**Problem requirements**
The answer must give back every line of the data exactly, with no pictures.

**The data**
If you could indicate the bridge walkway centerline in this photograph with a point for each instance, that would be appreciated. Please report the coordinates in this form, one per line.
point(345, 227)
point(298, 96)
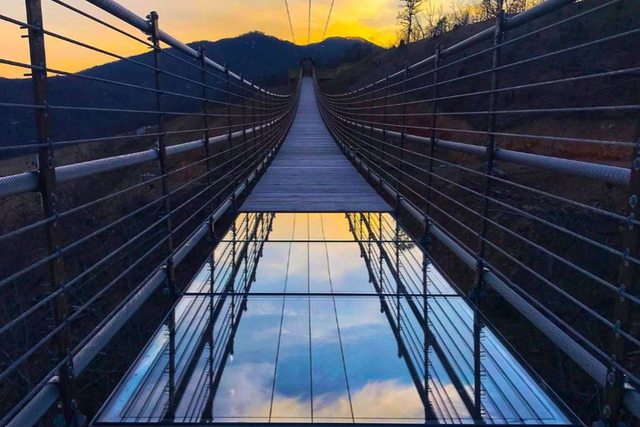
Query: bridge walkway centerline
point(310, 173)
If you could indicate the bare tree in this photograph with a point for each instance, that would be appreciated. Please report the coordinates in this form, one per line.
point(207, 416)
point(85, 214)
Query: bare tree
point(411, 29)
point(436, 22)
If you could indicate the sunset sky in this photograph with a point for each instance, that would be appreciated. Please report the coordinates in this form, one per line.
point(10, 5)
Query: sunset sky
point(192, 20)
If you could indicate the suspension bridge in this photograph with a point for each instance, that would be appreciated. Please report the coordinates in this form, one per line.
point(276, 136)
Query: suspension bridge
point(310, 256)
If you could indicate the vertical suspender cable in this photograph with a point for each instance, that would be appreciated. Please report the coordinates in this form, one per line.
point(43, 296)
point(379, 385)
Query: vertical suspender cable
point(324, 33)
point(309, 25)
point(293, 36)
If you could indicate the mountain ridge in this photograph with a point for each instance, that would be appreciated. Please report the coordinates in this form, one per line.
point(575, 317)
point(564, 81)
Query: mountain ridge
point(261, 58)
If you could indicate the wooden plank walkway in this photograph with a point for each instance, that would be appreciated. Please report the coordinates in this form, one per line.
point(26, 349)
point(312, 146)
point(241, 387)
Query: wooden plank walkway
point(310, 173)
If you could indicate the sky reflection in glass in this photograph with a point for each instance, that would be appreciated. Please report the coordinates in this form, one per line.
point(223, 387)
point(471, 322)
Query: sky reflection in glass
point(353, 351)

**Solution for this problem**
If you could indicate the bridge walkway centerline in this photograph with a point for each instance, that would be appreciated. Please report the coordinates in this form, one per line.
point(345, 227)
point(298, 96)
Query: bridge walkway centerline
point(310, 173)
If you could indicate the bare tree in this photograph with a point for each instance, that would be appreciated. Please report the coordinates in this form, one per line.
point(207, 416)
point(85, 214)
Query: bare tree
point(411, 29)
point(436, 22)
If you could indicate the sunset sky in this photograph with a point for each instance, that would be appreciated. Please report the coordinates in this form, one per line.
point(10, 5)
Query: sunset sky
point(192, 20)
If you could indicate the suspension bridge in this photograph with a point for each instance, that would be appreciated. Please report the coordinates in this form, one per line.
point(276, 136)
Query: suspension bridge
point(310, 256)
If you could indicate the vertical suspender cable in this photograph with a point for each instance, that would be appreciated. Please report the coordinates in this form, one per line.
point(43, 296)
point(379, 385)
Query: vertical suspender cable
point(324, 33)
point(309, 25)
point(293, 36)
If you could indicate the mountain ridge in this photograph with a point for each instance, that would be appreciated. Please report the coordinates in this form, one per line.
point(575, 317)
point(564, 81)
Query: mountain ridge
point(261, 58)
If you could indicate the wooden plank walkway in this photograph with a point for each instance, that would be appreciated. Please report the coordinates in this form, one per line.
point(26, 349)
point(312, 146)
point(241, 387)
Query: wooden plank walkway
point(310, 173)
If you could indicate the sky reflection in glass in this photograph with a point for each instance, that would be appreciated. Please report the coordinates in this form, one per line.
point(223, 387)
point(471, 322)
Query: sky reflection in glass
point(353, 351)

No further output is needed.